[BEGIN EXCERPT TO READ]

Congratulations Ole Miss, You Played Yourself: Full List Of NCAA Allegations

It’s not a real school year until a major NCAA sports program commits a series of serious rule violations. Thankfully, Ole Miss is here to fill that void.
On Wednesday afternoon, the university announced a self-imposed postseason ban for 2017, following new allegations highlighted by the NCAA. In January 2016, the NCAA let the school know of 13 compliance allegations against its football program. Add that to Ole Miss’ description of the NCAA’s charges (the NCAA has yet to comment on the case) and the total count is up to a whopping 21.
In other words, you’re screwed.
Below is a list of the allegations, which reportedly all involve staffers under current head coach Hugh Freeze, who was hired in December 2011.

Charges Ole Miss Is Not Contesting

1. Hunting on a booster’s property: According to Ole Miss, the NCAA claims that a recruit took part in a hunting activity on private land near campus that was owned by a booster during his official visit in 2013. The recruit revisited the private land on “two or three” occasions, organized through the football program after he enrolled. This is an alleged Level III violation (Level I is the most serious).
2. Ole Miss provided lodging and transportation for recruits: A former Ole Miss staffer reportedly paid for lodging and transportation for recruiting trips, which is a Level I violation. From Ole Miss:

“Between March 2014 and January 2015, a former staff member (Former Staff Member A) impermissibly arranged for recruiting inducements in the form of lodging and transportation for one prospective student-athlete (Prospective Student-Athlete B) (who enrolled at another institution) and his companions on several visits to campus and for the impermissible transportation of another prospective student-athlete (Prospective Student-Athlete C) on one occasion. The total value of the lodging and/or transportation between the two prospective student-athletes is alleged to be $2,272. It is also alleged that the football program provided approximately $235 in free meals to Prospective Student-Athlete B (who enrolled at another institution) and Prospective Student-Athlete C and the friends of Prospective Student-Athlete B during recruiting visits in this same timeframe.”

3. Former staff member knowingly engaged in illegal recruiting practices: From March 2014 to February 2015, a former staff member provided “false or misleading information to the institution and enforcement staff in 2016.” Another Level I violation.
4. Contact between boosters and recruits and cash payments: Ole Miss is partially contesting this allegation, but a former staff member is accused of facilitating contact between a recruit and two boosters. It is alleged that this booster provided between $13,000 and $15,600 to the recruit. Level I.

Ole Miss is contesting the following allegations in full:

5. Impermissible merchandise: A former staff member is said to have arranged for a family friend of a recruit to be given merchandise from a booster-owned store in 2013. Another former staff member reportedly arranged for two other recruits to receive merchandise in 2014, 2015 and 2016, the NCAA claims. Level I.
6. Current Ole Miss coach had illegal contact with recruit: The NCAA says that a current Ole Miss coach allegedly had an “impermissible, in-person, off-campus contact” with a recruit in 2014. Level III.

[END EXCERPT TO READ]
[BEGIN RAW RECORDS]

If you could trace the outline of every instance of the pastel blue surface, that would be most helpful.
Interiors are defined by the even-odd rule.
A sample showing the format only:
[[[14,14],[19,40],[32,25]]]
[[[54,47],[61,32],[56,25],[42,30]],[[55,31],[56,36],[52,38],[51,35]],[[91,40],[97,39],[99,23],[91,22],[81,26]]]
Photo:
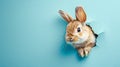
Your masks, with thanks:
[[[120,67],[119,0],[0,0],[0,67]],[[83,6],[99,34],[90,55],[80,58],[65,43],[62,9],[75,17]]]

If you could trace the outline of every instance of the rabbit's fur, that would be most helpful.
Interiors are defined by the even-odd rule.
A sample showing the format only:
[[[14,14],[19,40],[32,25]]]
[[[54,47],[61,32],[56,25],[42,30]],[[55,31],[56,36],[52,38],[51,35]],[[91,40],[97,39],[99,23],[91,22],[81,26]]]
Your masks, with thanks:
[[[87,56],[91,48],[95,46],[97,35],[94,34],[89,25],[85,24],[87,18],[85,11],[82,7],[76,7],[76,19],[73,19],[62,10],[59,10],[59,13],[68,22],[65,36],[66,42],[72,44],[81,57]]]

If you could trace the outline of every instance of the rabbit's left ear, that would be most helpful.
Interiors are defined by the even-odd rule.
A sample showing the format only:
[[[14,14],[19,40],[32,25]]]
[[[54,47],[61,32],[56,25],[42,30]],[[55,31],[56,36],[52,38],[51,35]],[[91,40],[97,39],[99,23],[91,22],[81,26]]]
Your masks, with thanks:
[[[82,7],[76,7],[76,20],[84,23],[86,21],[86,13]]]
[[[59,13],[68,23],[73,21],[73,18],[69,14],[67,14],[66,12],[59,10]]]

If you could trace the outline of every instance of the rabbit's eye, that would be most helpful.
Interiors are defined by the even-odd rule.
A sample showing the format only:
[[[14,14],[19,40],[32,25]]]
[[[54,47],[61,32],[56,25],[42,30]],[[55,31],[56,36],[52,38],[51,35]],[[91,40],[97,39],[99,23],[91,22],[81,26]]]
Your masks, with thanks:
[[[80,27],[78,27],[78,28],[77,28],[77,32],[80,32],[80,31],[81,31],[81,30],[80,30]]]

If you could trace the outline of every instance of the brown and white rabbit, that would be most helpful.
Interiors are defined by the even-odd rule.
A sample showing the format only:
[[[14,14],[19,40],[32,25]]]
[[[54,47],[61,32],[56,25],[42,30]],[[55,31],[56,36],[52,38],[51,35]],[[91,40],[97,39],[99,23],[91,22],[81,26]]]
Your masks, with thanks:
[[[81,57],[88,56],[92,47],[95,46],[97,35],[92,28],[85,24],[86,13],[82,7],[76,7],[76,19],[62,10],[59,10],[60,15],[68,22],[66,28],[66,42],[72,44]]]

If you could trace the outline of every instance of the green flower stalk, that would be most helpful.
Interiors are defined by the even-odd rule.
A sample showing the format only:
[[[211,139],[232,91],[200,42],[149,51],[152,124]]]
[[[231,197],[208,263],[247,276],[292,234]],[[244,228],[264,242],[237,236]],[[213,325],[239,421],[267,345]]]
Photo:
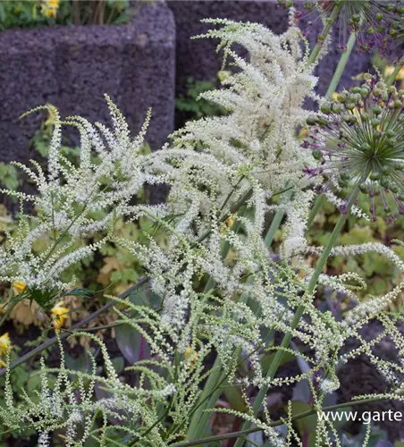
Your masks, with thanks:
[[[312,150],[318,164],[305,171],[325,177],[324,190],[343,192],[358,187],[369,197],[374,220],[375,197],[380,194],[391,223],[404,214],[404,90],[388,88],[369,73],[364,80],[307,119],[310,133],[302,146]],[[350,194],[346,193],[342,213]]]

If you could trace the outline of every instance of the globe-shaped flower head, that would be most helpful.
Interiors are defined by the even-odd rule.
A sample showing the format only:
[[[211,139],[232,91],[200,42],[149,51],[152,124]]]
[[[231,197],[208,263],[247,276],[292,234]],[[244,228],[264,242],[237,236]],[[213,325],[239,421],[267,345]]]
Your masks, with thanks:
[[[358,191],[370,198],[381,195],[386,221],[404,214],[404,90],[386,87],[369,73],[365,82],[321,106],[307,119],[309,132],[302,146],[312,149],[316,166],[309,175],[325,178],[323,188],[347,191],[347,211]]]
[[[397,62],[402,55],[404,0],[277,1],[297,8],[296,18],[302,21],[306,31],[319,17],[332,20],[332,14],[336,11],[334,23],[340,30],[340,47],[343,49],[348,36],[355,33],[359,52],[377,50],[391,62]]]

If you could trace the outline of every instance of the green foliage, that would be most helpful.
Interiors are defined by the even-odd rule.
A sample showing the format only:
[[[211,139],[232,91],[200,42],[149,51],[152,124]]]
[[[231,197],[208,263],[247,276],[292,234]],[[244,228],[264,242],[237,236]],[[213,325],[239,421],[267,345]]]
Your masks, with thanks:
[[[16,190],[21,186],[17,168],[13,164],[0,163],[0,183],[7,190]]]
[[[359,207],[368,209],[367,198],[359,195]],[[363,244],[366,242],[376,242],[384,240],[391,244],[394,234],[402,234],[404,232],[404,223],[402,219],[398,219],[391,225],[387,225],[385,221],[380,216],[382,215],[383,204],[382,200],[376,200],[376,212],[379,217],[375,222],[370,222],[363,218],[358,219],[355,215],[350,215],[347,220],[344,232],[341,234],[339,243],[341,245]],[[329,238],[329,232],[333,227],[339,211],[333,205],[328,202],[324,203],[323,208],[316,216],[314,225],[307,233],[307,240],[310,245],[324,245]],[[391,247],[396,253],[402,257],[404,249],[400,246]],[[367,287],[359,291],[359,295],[366,298],[368,295],[380,295],[391,291],[396,285],[400,272],[385,257],[377,253],[365,253],[355,257],[344,258],[342,257],[331,257],[327,263],[327,269],[333,274],[341,274],[347,272],[354,272],[360,274],[366,281]],[[400,300],[396,305],[400,306]]]

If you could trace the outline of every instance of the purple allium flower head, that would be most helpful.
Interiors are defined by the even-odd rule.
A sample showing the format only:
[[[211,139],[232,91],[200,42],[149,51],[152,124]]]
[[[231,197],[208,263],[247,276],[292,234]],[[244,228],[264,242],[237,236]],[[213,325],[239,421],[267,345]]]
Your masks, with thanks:
[[[374,220],[380,194],[390,223],[404,214],[404,90],[369,73],[364,80],[307,119],[302,147],[312,150],[317,165],[306,173],[326,178],[325,189],[347,191],[345,207],[355,191],[367,194]],[[341,211],[347,212],[344,205]]]
[[[335,24],[340,29],[341,49],[346,48],[348,36],[356,33],[359,52],[377,50],[392,62],[403,55],[404,0],[277,1],[281,5],[297,8],[296,21],[302,21],[305,32],[320,16],[330,17],[335,7],[341,7]]]

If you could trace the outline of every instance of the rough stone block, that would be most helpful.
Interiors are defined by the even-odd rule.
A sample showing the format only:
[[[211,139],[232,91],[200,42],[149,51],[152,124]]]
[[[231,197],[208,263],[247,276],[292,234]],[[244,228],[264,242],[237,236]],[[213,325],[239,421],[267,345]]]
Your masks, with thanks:
[[[144,5],[127,25],[57,26],[0,34],[0,161],[27,161],[43,119],[19,120],[51,103],[62,116],[108,122],[107,93],[137,132],[160,148],[174,125],[175,25],[164,0]],[[68,131],[74,142],[77,132]]]

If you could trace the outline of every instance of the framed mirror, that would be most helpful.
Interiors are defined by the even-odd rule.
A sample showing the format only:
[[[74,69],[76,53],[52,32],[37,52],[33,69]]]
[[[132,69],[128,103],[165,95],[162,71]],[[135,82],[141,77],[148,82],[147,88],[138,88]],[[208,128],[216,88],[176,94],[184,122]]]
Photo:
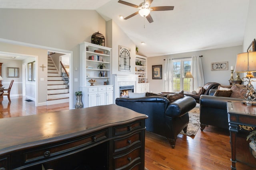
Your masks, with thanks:
[[[18,67],[7,67],[7,77],[20,77],[20,68]]]

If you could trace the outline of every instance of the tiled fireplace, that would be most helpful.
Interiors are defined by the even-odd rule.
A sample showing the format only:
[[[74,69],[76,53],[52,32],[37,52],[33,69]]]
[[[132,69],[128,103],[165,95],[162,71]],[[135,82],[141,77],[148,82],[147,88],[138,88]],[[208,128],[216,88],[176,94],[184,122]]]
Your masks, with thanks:
[[[128,92],[129,91],[136,92],[136,80],[137,76],[135,74],[115,74],[115,98],[120,97],[120,89],[127,88]]]

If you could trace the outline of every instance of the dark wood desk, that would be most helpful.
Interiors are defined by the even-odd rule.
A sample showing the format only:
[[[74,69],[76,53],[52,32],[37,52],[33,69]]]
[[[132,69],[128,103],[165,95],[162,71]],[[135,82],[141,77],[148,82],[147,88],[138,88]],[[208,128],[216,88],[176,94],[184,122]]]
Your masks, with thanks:
[[[249,142],[246,141],[246,136],[249,132],[256,129],[256,106],[228,102],[227,109],[231,147],[231,169],[236,169],[237,160],[256,168],[256,159],[250,152]],[[242,137],[238,137],[240,133],[243,133],[241,132],[243,131],[244,134],[241,135]],[[238,154],[242,156],[237,159]]]
[[[236,84],[242,84],[242,80],[229,80],[229,84],[230,85],[233,85]]]
[[[147,117],[112,104],[0,119],[0,169],[144,170]]]

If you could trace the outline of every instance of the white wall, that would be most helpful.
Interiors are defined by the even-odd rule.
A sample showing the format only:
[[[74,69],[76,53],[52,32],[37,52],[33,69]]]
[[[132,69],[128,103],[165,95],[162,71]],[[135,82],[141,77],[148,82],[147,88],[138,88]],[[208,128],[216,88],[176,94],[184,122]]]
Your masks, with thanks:
[[[120,27],[112,20],[107,22],[107,29],[112,31],[109,33],[112,36],[112,74],[135,74],[135,48],[133,41],[125,34]],[[118,46],[122,45],[131,49],[131,71],[120,71],[118,70]]]
[[[95,10],[2,8],[0,20],[4,23],[0,27],[0,38],[73,51],[73,76],[78,80],[73,82],[73,94],[80,89],[79,43],[90,42],[92,35],[98,31],[108,38],[106,21]],[[39,57],[40,65],[47,65],[43,58]],[[78,70],[74,70],[76,67]],[[38,69],[38,72],[40,78],[47,77],[47,72]],[[40,102],[46,99],[47,78],[44,80],[39,85]],[[74,98],[73,106],[75,100]]]
[[[230,78],[230,66],[234,66],[236,60],[236,55],[242,51],[242,46],[232,47],[208,50],[203,50],[168,55],[148,58],[148,80],[150,83],[150,91],[159,93],[164,91],[164,79],[152,79],[152,66],[162,65],[162,74],[164,70],[164,59],[175,59],[190,57],[194,55],[203,55],[202,58],[204,84],[208,82],[217,82],[223,85],[229,84],[228,80]],[[228,70],[212,71],[211,63],[228,61]]]

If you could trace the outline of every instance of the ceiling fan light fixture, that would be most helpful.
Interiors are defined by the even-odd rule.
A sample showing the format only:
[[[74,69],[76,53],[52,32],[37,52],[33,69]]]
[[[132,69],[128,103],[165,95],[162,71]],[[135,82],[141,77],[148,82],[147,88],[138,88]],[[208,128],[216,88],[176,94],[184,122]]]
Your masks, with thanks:
[[[139,14],[142,17],[146,17],[149,14],[150,10],[148,8],[142,8],[139,11]]]

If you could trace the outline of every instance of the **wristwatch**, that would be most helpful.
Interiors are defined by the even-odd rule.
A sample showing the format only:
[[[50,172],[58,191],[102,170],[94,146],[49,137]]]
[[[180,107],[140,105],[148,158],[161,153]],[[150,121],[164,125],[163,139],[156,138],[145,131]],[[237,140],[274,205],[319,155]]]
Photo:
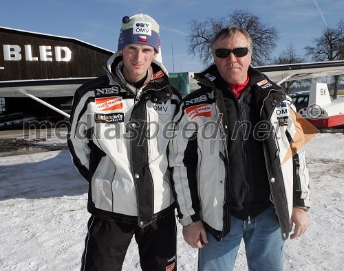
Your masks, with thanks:
[[[310,209],[310,207],[306,207],[305,206],[294,206],[295,208],[302,209],[305,211],[305,212],[308,212]]]

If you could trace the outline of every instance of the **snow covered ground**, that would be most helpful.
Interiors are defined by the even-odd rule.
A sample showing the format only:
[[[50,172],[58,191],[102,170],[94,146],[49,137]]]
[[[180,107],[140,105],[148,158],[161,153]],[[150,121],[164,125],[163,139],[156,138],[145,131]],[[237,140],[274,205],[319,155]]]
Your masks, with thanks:
[[[53,138],[42,144],[56,145],[56,150],[61,142]],[[286,242],[285,269],[342,270],[344,134],[318,134],[305,148],[312,181],[310,228]],[[65,148],[23,153],[0,156],[0,270],[78,270],[89,216],[87,183]],[[197,250],[184,241],[179,224],[178,234],[178,270],[196,270]],[[247,270],[243,251],[241,246],[235,270]],[[123,270],[140,270],[133,241]]]

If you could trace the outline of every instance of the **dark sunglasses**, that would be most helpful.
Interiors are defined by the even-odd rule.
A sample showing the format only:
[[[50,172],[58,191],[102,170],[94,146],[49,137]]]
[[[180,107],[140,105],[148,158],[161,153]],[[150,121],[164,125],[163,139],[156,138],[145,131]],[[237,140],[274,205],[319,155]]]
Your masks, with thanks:
[[[227,58],[230,53],[233,53],[234,56],[237,58],[242,58],[248,54],[248,48],[241,47],[231,49],[217,49],[215,50],[214,53],[216,56],[220,58]]]

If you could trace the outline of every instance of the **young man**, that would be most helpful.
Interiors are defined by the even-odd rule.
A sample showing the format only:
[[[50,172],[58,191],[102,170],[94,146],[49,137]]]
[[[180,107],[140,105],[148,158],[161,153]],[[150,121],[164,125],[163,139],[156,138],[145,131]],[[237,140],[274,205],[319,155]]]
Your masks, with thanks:
[[[151,17],[125,16],[107,74],[75,93],[68,145],[89,182],[92,214],[82,270],[120,270],[133,235],[143,270],[176,270],[169,141],[162,132],[180,95],[155,59],[159,44]]]
[[[184,238],[200,248],[200,270],[233,269],[242,239],[250,270],[282,270],[293,224],[291,239],[308,225],[303,131],[290,97],[250,67],[246,31],[223,29],[211,49],[170,143]]]

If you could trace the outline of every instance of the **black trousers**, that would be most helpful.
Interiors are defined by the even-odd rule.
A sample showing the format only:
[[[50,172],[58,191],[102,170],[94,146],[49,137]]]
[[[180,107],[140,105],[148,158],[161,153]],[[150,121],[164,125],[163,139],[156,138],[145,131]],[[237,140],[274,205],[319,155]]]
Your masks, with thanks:
[[[120,271],[133,235],[138,245],[142,270],[177,270],[177,228],[171,212],[143,228],[92,215],[81,271]]]

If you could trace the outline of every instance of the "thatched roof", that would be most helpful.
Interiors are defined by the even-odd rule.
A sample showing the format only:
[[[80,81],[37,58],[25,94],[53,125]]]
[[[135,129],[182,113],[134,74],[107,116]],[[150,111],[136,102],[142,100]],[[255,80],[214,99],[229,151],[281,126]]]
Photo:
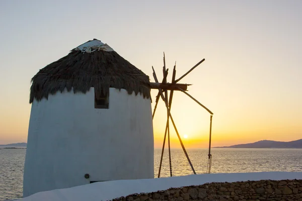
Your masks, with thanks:
[[[99,96],[107,94],[109,87],[114,87],[150,98],[149,77],[111,50],[93,47],[88,51],[74,48],[67,56],[40,69],[32,79],[30,103],[34,99],[47,98],[58,91],[62,92],[65,88],[85,93],[91,87]]]

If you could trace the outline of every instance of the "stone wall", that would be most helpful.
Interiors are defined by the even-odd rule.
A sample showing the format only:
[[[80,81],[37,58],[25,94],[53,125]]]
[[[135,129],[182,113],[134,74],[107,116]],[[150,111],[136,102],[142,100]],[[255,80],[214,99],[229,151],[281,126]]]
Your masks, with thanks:
[[[302,201],[302,180],[210,183],[134,194],[113,201]]]

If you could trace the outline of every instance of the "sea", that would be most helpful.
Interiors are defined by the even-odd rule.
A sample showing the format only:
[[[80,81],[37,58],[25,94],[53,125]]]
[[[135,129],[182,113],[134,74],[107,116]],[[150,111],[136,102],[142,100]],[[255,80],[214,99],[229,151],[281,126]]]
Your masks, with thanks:
[[[25,149],[0,149],[0,200],[22,197],[26,152]],[[205,173],[207,149],[187,152],[196,173]],[[158,176],[161,152],[160,149],[155,150],[155,177]],[[182,149],[172,149],[171,153],[173,176],[193,174]],[[212,173],[302,171],[302,149],[213,148],[211,154]],[[170,174],[168,152],[165,150],[160,176],[170,176]]]

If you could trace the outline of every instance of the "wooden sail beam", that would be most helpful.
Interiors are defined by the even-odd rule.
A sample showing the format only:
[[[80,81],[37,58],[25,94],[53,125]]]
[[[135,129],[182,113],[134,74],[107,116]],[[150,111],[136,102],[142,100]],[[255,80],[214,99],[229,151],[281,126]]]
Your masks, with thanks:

[END RAW RECORDS]

*GIVEN REQUEST A*
Please decide whether each statement agrees with the Ole Miss allegations article, answering yes or no and quoting the deciding words: (i) The NCAA told the school of 13 compliance allegations in January 2016. (ii) Hugh Freeze was hired in December 2012. (iii) The hunting allegation is classed as a Level I violation.
*GIVEN REQUEST B*
In the Ole Miss allegations article, what total value is alleged for the lodging and/or transportation given to the two prospective student-athletes?

*FINAL ANSWER A*
(i) Yes: "In January 2016, the NCAA let the school know of 13 compliance allegations against its football program."
(ii) No: "who was hired in December 2011."
(iii) No: "This is an alleged Level III violation (Level I is the most serious)."

*FINAL ANSWER B*
$2,272.